**TASK GOAL:**
Please rewrite the rows starting at the very first one and ending at the line that contains "M 122 85 L 126", including both ends and keeping the requests, but shift every coordinate in the answers by adding 140. Leave the format samples unchanged, and omit the pictures from your reply.

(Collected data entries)
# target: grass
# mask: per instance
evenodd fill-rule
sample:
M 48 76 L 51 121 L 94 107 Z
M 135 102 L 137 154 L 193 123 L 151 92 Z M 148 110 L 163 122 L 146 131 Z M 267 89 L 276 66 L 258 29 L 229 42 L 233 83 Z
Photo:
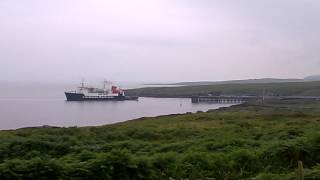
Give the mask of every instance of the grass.
M 320 102 L 0 132 L 1 179 L 320 179 Z

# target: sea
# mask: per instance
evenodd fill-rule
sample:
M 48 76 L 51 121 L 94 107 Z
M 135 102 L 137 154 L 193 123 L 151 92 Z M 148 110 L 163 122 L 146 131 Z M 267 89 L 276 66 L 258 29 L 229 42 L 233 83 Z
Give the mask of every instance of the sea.
M 122 85 L 126 88 L 143 84 Z M 114 124 L 142 117 L 207 111 L 232 104 L 193 104 L 189 98 L 138 101 L 68 102 L 71 83 L 0 83 L 0 130 L 38 126 L 83 127 Z

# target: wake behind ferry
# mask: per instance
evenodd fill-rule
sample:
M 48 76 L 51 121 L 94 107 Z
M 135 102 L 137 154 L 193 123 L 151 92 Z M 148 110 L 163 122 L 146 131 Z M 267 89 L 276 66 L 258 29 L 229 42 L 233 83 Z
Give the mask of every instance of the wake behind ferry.
M 112 83 L 104 81 L 103 88 L 87 87 L 84 81 L 75 91 L 65 92 L 67 101 L 125 101 L 138 100 L 137 96 L 126 96 L 125 92 Z M 108 88 L 111 87 L 111 88 Z

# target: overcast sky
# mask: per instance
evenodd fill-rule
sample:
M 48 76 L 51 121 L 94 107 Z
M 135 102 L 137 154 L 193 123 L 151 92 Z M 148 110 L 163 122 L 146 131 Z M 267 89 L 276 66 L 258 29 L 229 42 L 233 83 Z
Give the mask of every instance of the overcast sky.
M 319 0 L 1 0 L 0 81 L 320 74 Z

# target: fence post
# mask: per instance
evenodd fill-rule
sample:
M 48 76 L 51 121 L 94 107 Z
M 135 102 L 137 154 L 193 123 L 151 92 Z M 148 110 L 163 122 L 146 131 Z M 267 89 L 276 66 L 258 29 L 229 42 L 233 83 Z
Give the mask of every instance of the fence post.
M 298 175 L 299 175 L 299 180 L 304 180 L 302 161 L 298 161 Z

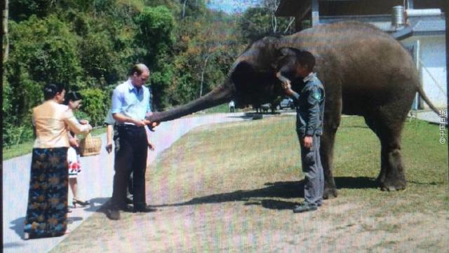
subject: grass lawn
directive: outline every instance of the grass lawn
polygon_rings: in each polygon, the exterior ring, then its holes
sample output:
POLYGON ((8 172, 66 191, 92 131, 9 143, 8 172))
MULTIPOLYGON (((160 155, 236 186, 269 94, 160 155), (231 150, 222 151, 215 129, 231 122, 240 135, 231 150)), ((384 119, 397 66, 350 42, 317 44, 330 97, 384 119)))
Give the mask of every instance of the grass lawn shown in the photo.
POLYGON ((343 118, 334 175, 339 196, 316 212, 302 201, 295 117, 204 126, 147 170, 149 214, 102 211, 52 252, 448 252, 448 146, 438 125, 403 133, 407 189, 380 191, 380 146, 360 117, 343 118))
MULTIPOLYGON (((92 135, 99 135, 106 132, 106 128, 96 128, 92 131, 92 135)), ((33 149, 34 140, 25 142, 18 145, 11 146, 4 146, 3 148, 3 160, 10 159, 14 157, 26 155, 31 153, 33 149)))

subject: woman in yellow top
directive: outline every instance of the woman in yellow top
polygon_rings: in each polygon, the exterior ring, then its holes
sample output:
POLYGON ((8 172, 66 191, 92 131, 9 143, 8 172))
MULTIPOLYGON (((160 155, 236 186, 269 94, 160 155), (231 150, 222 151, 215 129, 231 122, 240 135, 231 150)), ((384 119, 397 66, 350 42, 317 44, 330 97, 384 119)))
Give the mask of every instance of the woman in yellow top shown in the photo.
POLYGON ((64 101, 62 85, 43 89, 45 102, 33 109, 36 140, 33 148, 25 239, 64 235, 67 229, 68 165, 67 130, 88 133, 64 101))

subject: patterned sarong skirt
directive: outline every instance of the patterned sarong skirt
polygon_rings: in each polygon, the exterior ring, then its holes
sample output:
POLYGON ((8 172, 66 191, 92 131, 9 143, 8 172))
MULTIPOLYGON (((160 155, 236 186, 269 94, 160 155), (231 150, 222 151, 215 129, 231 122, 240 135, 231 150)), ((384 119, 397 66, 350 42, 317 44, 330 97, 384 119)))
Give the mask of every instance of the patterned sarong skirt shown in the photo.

**EXPECTED ANSWER:**
# target: grass
# mask: per instance
evenodd fill-rule
sample:
M 48 76 L 51 121 L 94 107 Z
M 135 102 L 137 154 L 193 123 L 151 92 Z M 148 110 L 163 122 L 146 131 Z M 267 89 L 276 66 L 258 29 L 229 42 L 233 83 Z
Photo:
Give the mask of every instance of the grass.
M 460 242 L 140 272 L 141 319 L 460 319 Z

# target: sea
# mask: per instance
evenodd fill-rule
sample:
M 48 76 L 51 121 L 94 107 Z
M 135 102 L 137 154 L 193 123 L 151 92 Z M 148 110 L 163 122 L 146 131 Z M 267 89 L 276 66 L 258 29 L 229 42 L 233 83 Z
Give the mask of every instance of the sea.
M 262 225 L 266 228 L 283 224 Z M 254 264 L 282 257 L 347 251 L 372 244 L 333 244 L 329 238 L 278 241 L 208 242 L 211 223 L 140 223 L 140 270 L 178 266 L 223 267 Z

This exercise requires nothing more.